Aşağıdaki, Alpagu mücadele sanatını anlatan metni son cümlesinden sonra devam ettirerek sürdürün.

- [Okuma Metni]:
══════════════════════════════
Pages /KAYNAKLAR

20171106

Alpagu (Alpago) nedir? 'Yalnız Savaşçı' / Türk Mücadele Sanatı


Alpagu:   Kara-Yüs ve Köl Tigin Yazıtında geçen bu unvan savaşçı manasına gelmektedir.


ALPAGU NEDİR?
Alpagu Türk Milletinin öz malıdır ve Alpaguyu ben yada bir başkası icat etmemiştir. Alpaguya tek başınada kimse sahip çıkamaz. Çünkü Alpagu bu milleten öz ata sporlarının bir araya getirilerek ortaya konmuş bir mücadele sanatıdır.        Diğerlerinden farkı nedir ? Bu bana defalarca soruldu ve cevabım hiç ama hiç değişmedi. Farkı şudur. Alpagu icad edilmiş bir mücadele sanatı değildir. Tarihin içinden süzülüp gelen ve zaman içinde unutulmak üzere olan Türk Mücadele Sanatlarını canlandırmak vede canlı tutmak amacı ile bu sporların özünü değiştirmeden her birinin günümüz şartlarında uygulanabileceği şekli ile bir araya getirip tek çatı altında tek spor olarak ortaya koyarken temel sporuda aslına dokunmadan muhafaza edip zaman zaman seminer ve kurslarımızda sporculara öğretmek gerekirse maçlarını düzenleyip bu branşlarıda yaşatmak alpagunun amaçlarındandır.Türklerin doğasında bulunan mücadele ruhunu en iyi ve doğal şekilde yansıtmak ve yaşatmak, Gelenek ve görenekleri usulünde öğretilerimizi sunmak Alpagu Mücadele Sanatının tek ve yegane amacıdır.
══════════════════════════════
- [Verilen Kayıtlar]:

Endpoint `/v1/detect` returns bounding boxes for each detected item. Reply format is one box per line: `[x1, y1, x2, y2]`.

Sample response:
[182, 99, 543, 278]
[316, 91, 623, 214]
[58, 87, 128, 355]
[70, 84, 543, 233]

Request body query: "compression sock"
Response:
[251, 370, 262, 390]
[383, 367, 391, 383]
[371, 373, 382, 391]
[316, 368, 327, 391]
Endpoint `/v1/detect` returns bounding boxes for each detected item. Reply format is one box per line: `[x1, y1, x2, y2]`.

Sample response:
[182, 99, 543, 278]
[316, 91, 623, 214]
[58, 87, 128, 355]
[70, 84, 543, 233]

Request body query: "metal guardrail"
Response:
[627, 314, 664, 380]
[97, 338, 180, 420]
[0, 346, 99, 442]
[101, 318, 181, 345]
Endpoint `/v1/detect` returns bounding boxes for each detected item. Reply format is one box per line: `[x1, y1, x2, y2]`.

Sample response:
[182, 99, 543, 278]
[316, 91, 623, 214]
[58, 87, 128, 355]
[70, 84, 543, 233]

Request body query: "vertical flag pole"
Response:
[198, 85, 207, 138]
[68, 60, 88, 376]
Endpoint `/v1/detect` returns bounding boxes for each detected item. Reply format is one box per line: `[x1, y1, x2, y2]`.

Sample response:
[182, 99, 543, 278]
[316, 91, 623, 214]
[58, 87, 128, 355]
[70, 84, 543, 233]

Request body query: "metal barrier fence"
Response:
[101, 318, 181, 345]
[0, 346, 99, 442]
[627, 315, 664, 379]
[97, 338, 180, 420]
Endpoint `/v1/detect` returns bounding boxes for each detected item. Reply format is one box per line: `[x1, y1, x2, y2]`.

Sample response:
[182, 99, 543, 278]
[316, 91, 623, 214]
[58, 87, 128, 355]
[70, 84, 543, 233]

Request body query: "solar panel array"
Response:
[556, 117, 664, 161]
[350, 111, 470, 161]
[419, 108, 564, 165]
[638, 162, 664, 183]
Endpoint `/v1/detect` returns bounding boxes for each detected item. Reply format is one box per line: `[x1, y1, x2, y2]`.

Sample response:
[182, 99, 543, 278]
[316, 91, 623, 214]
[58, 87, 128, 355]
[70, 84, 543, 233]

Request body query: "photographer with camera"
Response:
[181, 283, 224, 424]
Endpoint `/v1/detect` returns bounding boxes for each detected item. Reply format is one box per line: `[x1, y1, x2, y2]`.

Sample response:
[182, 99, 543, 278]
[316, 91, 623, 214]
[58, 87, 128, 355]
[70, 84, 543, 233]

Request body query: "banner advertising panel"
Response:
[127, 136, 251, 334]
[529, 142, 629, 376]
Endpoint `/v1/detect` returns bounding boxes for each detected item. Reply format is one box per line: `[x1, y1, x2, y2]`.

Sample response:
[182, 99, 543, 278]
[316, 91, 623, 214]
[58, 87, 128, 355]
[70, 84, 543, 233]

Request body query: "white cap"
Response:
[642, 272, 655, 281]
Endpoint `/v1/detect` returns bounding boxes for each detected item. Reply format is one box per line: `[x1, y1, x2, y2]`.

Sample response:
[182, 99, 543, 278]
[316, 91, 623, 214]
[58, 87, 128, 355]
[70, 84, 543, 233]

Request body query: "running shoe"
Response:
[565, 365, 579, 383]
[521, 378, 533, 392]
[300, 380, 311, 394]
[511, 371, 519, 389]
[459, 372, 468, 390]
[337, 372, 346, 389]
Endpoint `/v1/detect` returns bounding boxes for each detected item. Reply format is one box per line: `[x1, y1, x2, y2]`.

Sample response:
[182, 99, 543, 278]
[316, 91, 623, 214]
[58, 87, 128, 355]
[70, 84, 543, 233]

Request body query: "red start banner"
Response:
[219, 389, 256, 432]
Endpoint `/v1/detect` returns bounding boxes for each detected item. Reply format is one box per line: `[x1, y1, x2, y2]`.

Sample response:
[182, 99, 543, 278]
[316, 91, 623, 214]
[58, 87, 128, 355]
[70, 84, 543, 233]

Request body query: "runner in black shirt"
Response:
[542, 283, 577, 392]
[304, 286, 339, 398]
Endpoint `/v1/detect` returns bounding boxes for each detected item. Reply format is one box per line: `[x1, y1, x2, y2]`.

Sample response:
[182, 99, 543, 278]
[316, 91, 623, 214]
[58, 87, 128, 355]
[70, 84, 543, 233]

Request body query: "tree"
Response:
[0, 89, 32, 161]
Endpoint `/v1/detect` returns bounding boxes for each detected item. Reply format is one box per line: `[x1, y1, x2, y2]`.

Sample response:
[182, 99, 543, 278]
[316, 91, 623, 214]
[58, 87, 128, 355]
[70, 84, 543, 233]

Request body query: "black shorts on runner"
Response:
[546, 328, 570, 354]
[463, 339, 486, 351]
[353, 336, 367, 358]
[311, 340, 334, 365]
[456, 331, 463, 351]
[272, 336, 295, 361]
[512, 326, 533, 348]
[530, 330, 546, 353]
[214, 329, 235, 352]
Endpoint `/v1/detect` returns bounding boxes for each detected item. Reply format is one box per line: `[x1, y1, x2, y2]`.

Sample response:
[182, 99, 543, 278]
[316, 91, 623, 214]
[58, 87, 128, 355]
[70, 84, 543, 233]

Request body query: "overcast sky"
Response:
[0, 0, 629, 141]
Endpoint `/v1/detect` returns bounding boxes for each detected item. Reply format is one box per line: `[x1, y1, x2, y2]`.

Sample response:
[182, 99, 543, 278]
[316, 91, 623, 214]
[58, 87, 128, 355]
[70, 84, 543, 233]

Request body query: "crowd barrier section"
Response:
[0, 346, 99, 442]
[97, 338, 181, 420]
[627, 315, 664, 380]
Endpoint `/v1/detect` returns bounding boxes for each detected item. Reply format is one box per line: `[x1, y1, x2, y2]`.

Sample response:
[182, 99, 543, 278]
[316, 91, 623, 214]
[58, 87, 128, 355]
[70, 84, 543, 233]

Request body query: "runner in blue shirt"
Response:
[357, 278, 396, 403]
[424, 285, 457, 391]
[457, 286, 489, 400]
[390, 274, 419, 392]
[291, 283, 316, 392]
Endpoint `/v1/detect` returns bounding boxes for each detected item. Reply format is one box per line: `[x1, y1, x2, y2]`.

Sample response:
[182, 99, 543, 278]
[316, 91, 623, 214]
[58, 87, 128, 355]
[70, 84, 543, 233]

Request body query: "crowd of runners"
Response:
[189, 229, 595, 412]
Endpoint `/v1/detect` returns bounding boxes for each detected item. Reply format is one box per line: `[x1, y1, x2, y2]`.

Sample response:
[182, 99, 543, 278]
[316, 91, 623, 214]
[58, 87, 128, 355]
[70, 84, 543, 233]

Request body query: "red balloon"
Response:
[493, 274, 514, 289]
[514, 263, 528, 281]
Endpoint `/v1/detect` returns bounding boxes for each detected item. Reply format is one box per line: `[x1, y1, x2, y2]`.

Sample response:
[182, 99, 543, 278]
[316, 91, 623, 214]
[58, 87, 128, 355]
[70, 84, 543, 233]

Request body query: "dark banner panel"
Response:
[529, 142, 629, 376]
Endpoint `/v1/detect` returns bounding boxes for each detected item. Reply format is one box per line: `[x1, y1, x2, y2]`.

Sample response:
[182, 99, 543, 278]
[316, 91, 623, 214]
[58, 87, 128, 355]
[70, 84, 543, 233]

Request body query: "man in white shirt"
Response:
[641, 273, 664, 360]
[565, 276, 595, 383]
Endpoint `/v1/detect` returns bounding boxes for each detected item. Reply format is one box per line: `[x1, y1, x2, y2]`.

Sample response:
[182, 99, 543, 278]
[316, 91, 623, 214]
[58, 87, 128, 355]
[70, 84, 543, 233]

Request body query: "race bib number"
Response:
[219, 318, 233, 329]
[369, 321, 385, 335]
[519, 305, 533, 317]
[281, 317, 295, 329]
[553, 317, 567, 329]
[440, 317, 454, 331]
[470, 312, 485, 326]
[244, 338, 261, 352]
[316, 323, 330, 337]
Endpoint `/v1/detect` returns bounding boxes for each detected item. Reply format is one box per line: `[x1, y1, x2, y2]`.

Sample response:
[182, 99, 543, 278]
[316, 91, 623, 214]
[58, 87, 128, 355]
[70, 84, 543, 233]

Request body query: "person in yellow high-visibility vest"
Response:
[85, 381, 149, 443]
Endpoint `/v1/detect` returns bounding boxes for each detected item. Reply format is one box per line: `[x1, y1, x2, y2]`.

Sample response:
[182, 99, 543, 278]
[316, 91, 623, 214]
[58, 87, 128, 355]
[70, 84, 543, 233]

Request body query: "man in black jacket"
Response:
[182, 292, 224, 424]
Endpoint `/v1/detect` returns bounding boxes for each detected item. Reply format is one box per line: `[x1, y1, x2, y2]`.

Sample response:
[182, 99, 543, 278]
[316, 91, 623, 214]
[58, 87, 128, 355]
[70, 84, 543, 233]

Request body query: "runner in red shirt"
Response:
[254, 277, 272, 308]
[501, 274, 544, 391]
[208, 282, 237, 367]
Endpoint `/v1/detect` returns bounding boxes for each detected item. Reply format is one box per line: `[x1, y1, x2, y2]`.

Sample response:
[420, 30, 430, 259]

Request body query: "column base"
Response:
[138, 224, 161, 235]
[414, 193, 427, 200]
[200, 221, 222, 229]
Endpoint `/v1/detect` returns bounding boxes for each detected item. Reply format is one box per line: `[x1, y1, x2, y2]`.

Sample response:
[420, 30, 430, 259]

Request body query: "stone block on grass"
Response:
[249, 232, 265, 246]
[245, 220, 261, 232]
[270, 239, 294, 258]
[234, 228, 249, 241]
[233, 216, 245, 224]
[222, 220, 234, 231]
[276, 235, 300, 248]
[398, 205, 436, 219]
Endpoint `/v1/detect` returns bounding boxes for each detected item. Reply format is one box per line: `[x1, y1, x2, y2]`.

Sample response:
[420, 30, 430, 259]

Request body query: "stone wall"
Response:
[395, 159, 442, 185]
══════════════════════════════
- [Nihai Sonuç]:
            İşte alpagu Mücadele Sanatının diğerlerinden farkı budur. Yoksa tüm mücadele sanatlarının temelinde bir yumruk ve bir tekme yatar. Bunu değiştirebilecek hiçbir şey yoktur. Eğer bir sanatı ortaya koyuyorsanız diğerlerinden ne farkı olduğunuda ortaya koymalısınız. Bir TUĞ Töreni bile alpagunun diğerlerinden ne kadar farklı olduğunun göstergesidir. Yada bir çayıra inme töreni diğer hiçbir Mücadele sanatında olmayan bir törendir.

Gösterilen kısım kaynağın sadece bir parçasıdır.